§ **Task item**
All of the data below should come back exactly as written, minus its images.

§ **Listed entries**
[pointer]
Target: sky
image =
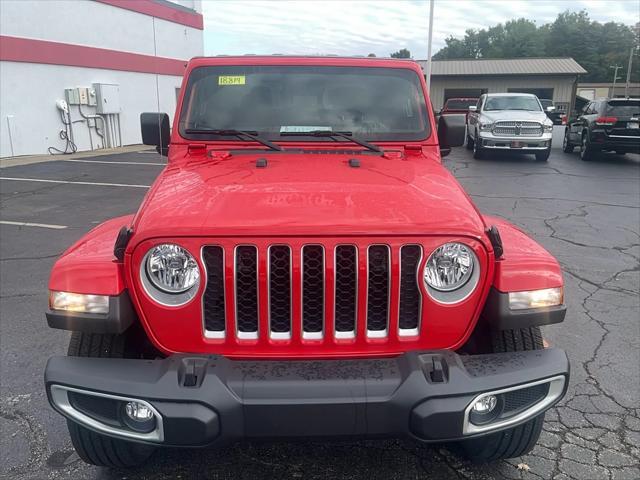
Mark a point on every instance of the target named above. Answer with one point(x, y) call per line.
point(360, 27)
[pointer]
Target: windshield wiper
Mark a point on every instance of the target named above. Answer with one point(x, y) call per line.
point(332, 134)
point(235, 133)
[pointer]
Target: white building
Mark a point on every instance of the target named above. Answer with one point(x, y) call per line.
point(109, 60)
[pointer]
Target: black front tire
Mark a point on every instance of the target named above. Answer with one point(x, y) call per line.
point(95, 448)
point(515, 441)
point(544, 155)
point(586, 150)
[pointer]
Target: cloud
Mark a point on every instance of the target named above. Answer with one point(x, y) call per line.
point(357, 27)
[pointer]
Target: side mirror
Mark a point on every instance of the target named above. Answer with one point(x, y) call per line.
point(156, 131)
point(451, 132)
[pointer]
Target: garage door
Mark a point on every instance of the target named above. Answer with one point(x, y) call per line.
point(538, 92)
point(463, 93)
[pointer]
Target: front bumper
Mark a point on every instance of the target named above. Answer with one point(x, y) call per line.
point(200, 400)
point(501, 142)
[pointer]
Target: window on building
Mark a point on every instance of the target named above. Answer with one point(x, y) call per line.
point(538, 92)
point(463, 93)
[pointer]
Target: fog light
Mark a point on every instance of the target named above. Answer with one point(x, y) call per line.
point(486, 409)
point(485, 404)
point(547, 297)
point(78, 302)
point(138, 411)
point(139, 417)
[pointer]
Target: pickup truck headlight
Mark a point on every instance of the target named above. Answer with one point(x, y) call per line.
point(171, 268)
point(547, 297)
point(78, 302)
point(449, 267)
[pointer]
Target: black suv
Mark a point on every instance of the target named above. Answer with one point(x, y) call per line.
point(605, 125)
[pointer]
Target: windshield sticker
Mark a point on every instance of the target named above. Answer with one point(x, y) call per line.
point(302, 129)
point(231, 80)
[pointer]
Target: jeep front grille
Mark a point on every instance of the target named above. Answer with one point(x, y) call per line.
point(514, 128)
point(296, 286)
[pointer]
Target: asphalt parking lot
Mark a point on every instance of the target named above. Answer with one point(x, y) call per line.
point(586, 213)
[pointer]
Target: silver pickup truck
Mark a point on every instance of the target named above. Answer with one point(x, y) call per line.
point(509, 121)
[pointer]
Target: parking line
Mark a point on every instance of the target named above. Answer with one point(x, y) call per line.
point(99, 184)
point(29, 224)
point(107, 161)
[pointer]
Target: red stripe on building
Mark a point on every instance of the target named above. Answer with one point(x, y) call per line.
point(165, 12)
point(16, 49)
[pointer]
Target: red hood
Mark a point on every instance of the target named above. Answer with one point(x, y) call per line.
point(306, 194)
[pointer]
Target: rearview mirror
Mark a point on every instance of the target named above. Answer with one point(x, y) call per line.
point(156, 131)
point(451, 131)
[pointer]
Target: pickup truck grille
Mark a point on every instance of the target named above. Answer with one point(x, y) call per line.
point(298, 280)
point(515, 128)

§ **The completed task**
[pointer]
Target: sky
image =
Mark a point on every instance of the target named above. Answer with one point(x, y) call per line.
point(360, 27)
[pointer]
Target: windshield wiper
Mark a point on every instance of the target named above. Answer with one point(x, y) call per line.
point(332, 134)
point(235, 133)
[pointer]
Target: white building
Mark a point on every instance of the target named above. Answer with one point(x, y) call per line.
point(109, 60)
[pointer]
Target: black front tire
Mark a point on every instance of the target named above. Answer with one point(x, y) call per line.
point(95, 448)
point(515, 441)
point(544, 155)
point(586, 150)
[pointer]
Target: cloud
Mark a point on every instance of the target named above. Answer with one point(x, y) call per line.
point(357, 27)
[pointer]
Target: side mirror
Mark a point on every instance of the target named above. Answer with one point(x, y) call per line.
point(156, 131)
point(451, 132)
[pointer]
Target: garage door
Mark a point on every instance of the target named above. Answer with one point(x, y) call per line.
point(538, 92)
point(463, 93)
[pointer]
Target: front bumper
Mark a point on every instance of the target named above. Answer with one point(x, y) call per line.
point(200, 400)
point(501, 142)
[pointer]
Target: window on building
Mark a point on every instance of the target named above. Answer with one point(x, y) call per line.
point(538, 92)
point(463, 93)
[pointer]
Target: fog light
Mark a point on every instance of the target named above. Answer with one point(x, y) call per line.
point(486, 409)
point(485, 404)
point(547, 297)
point(78, 302)
point(138, 411)
point(139, 417)
[pointer]
Target: pickup truck headlight
Mark a point on every instance of the target named above. Answer with one point(x, y) call per line.
point(171, 268)
point(547, 297)
point(78, 302)
point(449, 267)
[pointer]
Target: black suv
Mark a point on every instance of the target named above. Answer with one point(x, y) call per line.
point(605, 125)
[pointer]
Target: windshield sticker
Mark a point on every instance of the target named above. Answer with one point(x, y) call per line.
point(302, 129)
point(231, 80)
[pointer]
Target: jeep front grille
Mark a point on every instance of the target named above. Answer with one point(x, y) call per line.
point(514, 128)
point(296, 286)
[pointer]
Target: asphalt parking lot
Mark a point on every instance of the target named above. Answer with one point(x, y) call per line.
point(586, 213)
[pointer]
Target: silver pickup truck
Mark a point on every instance of the target named above. Answer with one point(x, y) call per line.
point(509, 121)
[pointer]
Target: parking line
Mark a point on every instance of the target named above. Answer with one point(x, y) call per line.
point(99, 184)
point(29, 224)
point(107, 161)
[pointer]
Target: red stripe on building
Mark a point on every instance of the target named above. Answer with one point(x, y) call per line.
point(165, 12)
point(16, 49)
[pointer]
Target: red hood
Mark a point on every instance of the target named above. Answer with one point(x, y) call per line.
point(306, 194)
[pointer]
Target: rearview mirror
Mark a point on every instance of the target named above. Answer with one point(x, y) call per line.
point(156, 131)
point(451, 131)
[pointer]
Target: pickup truck grille
Mark a point on every instance of the target named above. Answer with one point(x, y) call per line.
point(298, 280)
point(515, 128)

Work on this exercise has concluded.